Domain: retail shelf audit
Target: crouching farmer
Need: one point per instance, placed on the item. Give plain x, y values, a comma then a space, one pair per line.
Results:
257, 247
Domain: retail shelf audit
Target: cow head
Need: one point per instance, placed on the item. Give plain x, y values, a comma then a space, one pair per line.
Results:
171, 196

----

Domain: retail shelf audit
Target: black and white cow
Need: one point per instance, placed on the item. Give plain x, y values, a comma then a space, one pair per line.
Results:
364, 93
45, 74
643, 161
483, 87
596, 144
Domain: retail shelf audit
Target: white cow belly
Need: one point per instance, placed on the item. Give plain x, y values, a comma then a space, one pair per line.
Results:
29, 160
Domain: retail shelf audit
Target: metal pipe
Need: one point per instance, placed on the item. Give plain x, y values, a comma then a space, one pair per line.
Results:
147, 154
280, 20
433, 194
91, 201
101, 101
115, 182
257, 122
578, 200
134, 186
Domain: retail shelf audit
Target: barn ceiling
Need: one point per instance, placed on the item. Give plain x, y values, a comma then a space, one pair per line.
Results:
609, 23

----

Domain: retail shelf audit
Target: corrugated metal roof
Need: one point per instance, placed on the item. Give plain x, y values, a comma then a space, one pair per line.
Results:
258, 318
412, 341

----

Written instruction: State how many lines in the data above contain the word "Target". Reply with the number alone.

Right answer: 7